▸ **Task to complete**
From the data below, repeat exactly the lines from the line with "Target: spectator in background" to the line with "Target: red rugby jersey", both included.

[Region pointing data]

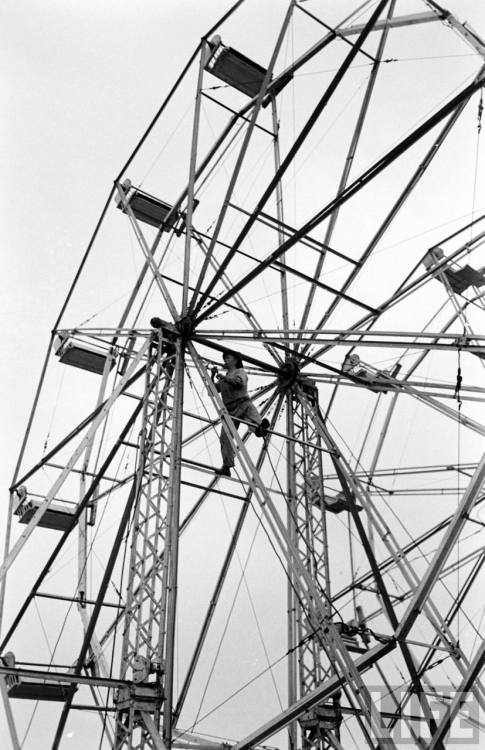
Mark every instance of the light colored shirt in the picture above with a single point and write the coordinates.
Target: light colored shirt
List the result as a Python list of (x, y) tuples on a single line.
[(233, 386)]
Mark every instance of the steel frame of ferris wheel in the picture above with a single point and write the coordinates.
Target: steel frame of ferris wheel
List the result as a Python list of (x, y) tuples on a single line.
[(320, 661)]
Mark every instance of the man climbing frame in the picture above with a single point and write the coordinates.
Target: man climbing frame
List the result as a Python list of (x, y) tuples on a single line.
[(233, 387)]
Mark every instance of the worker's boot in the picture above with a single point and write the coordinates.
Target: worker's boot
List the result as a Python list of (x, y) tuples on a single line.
[(262, 429)]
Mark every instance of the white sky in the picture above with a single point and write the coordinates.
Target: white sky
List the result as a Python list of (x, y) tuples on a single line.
[(80, 80)]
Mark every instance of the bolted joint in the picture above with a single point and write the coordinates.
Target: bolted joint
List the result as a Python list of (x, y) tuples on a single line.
[(185, 327), (288, 374)]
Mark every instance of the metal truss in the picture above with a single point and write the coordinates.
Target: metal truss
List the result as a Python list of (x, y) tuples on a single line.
[(153, 546), (372, 639)]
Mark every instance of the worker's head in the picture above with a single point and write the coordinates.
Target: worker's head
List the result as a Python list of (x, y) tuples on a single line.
[(232, 359)]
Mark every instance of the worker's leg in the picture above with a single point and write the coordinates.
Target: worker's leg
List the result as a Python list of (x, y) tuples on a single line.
[(251, 414), (227, 445), (227, 448)]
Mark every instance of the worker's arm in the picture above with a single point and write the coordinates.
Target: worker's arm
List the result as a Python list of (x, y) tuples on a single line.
[(237, 379)]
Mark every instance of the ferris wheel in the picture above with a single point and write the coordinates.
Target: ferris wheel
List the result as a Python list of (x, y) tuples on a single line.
[(317, 217)]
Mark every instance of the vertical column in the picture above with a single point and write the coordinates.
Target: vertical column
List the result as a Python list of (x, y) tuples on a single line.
[(142, 658), (311, 541)]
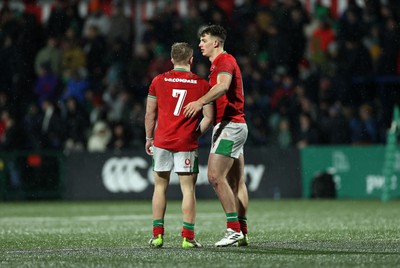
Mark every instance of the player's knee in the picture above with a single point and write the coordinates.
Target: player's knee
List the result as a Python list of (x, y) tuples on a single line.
[(212, 180)]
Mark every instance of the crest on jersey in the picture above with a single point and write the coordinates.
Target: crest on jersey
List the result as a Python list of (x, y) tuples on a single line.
[(187, 161)]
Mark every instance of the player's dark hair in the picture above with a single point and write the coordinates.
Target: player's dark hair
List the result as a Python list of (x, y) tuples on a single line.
[(181, 52), (214, 30)]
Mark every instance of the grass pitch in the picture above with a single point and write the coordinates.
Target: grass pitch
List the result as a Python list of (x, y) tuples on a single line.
[(284, 233)]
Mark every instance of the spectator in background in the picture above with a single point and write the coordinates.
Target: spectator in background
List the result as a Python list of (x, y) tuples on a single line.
[(99, 137), (10, 67), (12, 139), (58, 20), (51, 55), (364, 128), (120, 25), (76, 123), (95, 45), (96, 19), (47, 84), (120, 139), (73, 55), (52, 127), (76, 85), (307, 134), (32, 126)]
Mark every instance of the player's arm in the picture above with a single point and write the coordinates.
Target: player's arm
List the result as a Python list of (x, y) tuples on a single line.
[(150, 122), (220, 88), (207, 121)]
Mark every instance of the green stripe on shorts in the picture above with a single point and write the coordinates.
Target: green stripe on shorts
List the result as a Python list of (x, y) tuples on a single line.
[(196, 165), (224, 147)]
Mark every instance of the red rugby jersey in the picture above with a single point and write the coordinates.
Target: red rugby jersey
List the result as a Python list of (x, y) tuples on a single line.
[(174, 90), (230, 107)]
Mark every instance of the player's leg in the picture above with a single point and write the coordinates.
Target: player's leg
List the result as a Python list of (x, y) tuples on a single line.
[(186, 166), (162, 166), (159, 205), (218, 167), (188, 184), (226, 168), (239, 188)]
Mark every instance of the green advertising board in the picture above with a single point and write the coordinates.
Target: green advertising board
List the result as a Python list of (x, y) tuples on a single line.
[(357, 171)]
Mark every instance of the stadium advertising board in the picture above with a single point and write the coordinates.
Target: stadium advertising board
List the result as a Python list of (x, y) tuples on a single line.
[(357, 171), (129, 175)]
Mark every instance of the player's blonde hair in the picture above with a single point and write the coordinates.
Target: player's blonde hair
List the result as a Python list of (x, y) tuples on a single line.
[(181, 52)]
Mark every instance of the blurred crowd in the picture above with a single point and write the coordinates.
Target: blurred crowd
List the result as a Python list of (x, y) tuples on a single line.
[(78, 83)]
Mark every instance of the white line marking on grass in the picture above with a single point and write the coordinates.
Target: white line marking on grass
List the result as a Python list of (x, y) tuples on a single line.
[(98, 218)]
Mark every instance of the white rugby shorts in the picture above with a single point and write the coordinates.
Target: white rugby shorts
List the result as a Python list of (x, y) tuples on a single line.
[(228, 139), (185, 162)]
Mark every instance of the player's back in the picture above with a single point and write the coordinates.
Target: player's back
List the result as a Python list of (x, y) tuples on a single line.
[(173, 90)]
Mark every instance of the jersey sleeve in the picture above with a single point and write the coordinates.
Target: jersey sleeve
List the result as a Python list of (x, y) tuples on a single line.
[(152, 88), (226, 66)]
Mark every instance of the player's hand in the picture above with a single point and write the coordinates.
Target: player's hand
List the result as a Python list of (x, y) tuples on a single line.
[(149, 147), (192, 108)]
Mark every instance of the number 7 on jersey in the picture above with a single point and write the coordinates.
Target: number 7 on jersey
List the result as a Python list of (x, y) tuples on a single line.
[(180, 94)]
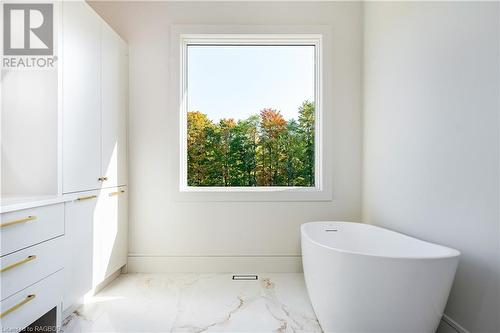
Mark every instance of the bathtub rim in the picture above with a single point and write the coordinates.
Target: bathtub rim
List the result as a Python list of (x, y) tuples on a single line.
[(454, 253)]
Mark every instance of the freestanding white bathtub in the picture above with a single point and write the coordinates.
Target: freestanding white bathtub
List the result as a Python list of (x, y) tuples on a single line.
[(362, 278)]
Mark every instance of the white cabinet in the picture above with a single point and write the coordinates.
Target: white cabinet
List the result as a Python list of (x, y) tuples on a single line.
[(96, 240), (95, 88), (114, 88), (110, 233), (81, 62), (79, 248)]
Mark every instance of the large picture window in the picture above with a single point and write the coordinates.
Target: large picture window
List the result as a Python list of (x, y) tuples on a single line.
[(251, 112)]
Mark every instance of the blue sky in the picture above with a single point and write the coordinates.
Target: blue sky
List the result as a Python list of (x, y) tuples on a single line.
[(238, 81)]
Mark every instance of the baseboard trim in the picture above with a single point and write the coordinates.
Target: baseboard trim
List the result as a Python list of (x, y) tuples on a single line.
[(453, 324), (214, 264)]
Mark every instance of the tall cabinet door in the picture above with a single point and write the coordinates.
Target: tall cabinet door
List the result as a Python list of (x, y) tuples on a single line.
[(110, 233), (114, 108), (79, 268), (81, 97)]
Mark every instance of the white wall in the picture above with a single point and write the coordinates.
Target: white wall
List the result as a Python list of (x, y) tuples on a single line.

▸ **Answer section**
Target: spectator in background
List the result as a Python list of (x, y) tuples on a single line.
[(99, 137), (10, 67), (12, 139), (58, 20), (51, 55), (364, 128), (120, 25), (76, 123), (95, 45), (96, 19), (47, 84), (120, 139), (73, 55), (52, 127), (76, 85), (307, 134), (32, 126)]
Mark every instance of the player's arm in the picture above with a single point and write the coordinates.
Target: player's arm
List the result as a Python list of (x, y) tuples on a single line.
[(150, 122), (220, 88), (207, 121)]
Mark every instance of the green stripe on shorts in the picture above with a single point and write the coordinates.
Target: green stripe on shorts
List the result as a Python list of (x, y) tuples on a single line.
[(196, 165), (224, 147)]
Mark every instance of the red rugby jersey in the picture above with a single point and write the coordinates.
Target: red rugby jersey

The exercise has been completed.